# EXTRACTED INFORMATION:
=-=-=
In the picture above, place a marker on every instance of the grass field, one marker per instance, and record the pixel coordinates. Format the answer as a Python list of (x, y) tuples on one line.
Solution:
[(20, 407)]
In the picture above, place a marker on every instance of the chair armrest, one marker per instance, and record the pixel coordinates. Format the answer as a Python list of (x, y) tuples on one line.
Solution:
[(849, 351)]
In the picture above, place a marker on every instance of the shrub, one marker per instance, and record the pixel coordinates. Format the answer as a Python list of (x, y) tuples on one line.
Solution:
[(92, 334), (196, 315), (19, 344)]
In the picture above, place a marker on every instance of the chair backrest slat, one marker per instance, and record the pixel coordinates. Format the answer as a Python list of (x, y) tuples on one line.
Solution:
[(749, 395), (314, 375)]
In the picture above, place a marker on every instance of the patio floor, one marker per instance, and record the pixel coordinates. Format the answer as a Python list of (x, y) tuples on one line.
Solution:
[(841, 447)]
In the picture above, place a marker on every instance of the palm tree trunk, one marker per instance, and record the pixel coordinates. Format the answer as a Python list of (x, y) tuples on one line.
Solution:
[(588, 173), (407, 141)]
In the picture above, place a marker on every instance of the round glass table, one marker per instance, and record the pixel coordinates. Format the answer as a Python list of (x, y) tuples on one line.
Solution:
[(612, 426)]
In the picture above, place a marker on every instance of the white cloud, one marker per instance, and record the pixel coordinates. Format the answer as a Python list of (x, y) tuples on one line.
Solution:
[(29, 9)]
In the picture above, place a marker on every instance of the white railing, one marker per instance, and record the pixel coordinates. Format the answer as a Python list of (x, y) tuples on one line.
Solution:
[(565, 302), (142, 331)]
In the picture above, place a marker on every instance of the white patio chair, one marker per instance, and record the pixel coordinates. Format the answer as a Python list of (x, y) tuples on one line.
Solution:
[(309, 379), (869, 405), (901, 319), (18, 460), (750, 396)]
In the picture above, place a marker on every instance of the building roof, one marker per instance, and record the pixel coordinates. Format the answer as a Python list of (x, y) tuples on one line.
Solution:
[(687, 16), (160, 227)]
=-=-=
# REQUIRED WORK:
The lines wanted are those from the one holding "of the palm" through the final line of the listing; print them exactly.

# RESULT:
In the picture above, place a marker on every instance of the palm tree trunk, one marker per instance, and record the pixel coordinates. Format the answer as a Python list of (x, y) tuples on one line.
Solution:
[(588, 173), (407, 141)]
In the picture above, place a marker on every instance of the round glass table, one marker per instance, and record the pixel coordinates. Format the answer as a Python list of (x, y) tuples on one line.
Solution:
[(612, 426)]
In the picture above, place a marker on every instance of the white cloud, one marker per instance, and record the pixel coordinates. Format the answer as a Python list of (x, y) tuples on one line.
Solution:
[(29, 9)]
In the picture above, place a marker on every instance of the white railing, one marker per instance, and record the pixel coordinates. Format the answer as a Python list of (x, y) tuples on one line.
Solution:
[(565, 302), (142, 331)]
In the picture above, place a marker on every instance of the white patio chair, one marker per instance, and record the pixel coordinates. Format the answer as a Python list of (x, y) tuples on one line.
Solution:
[(309, 379), (869, 405), (901, 319), (18, 460), (750, 396)]
In the picture above, place a marker on every instance of the building roof, one marker per instance, and record the pixel coordinates. Format the answer as a Python list of (x, y) tuples on one line.
Solution:
[(687, 16), (160, 227)]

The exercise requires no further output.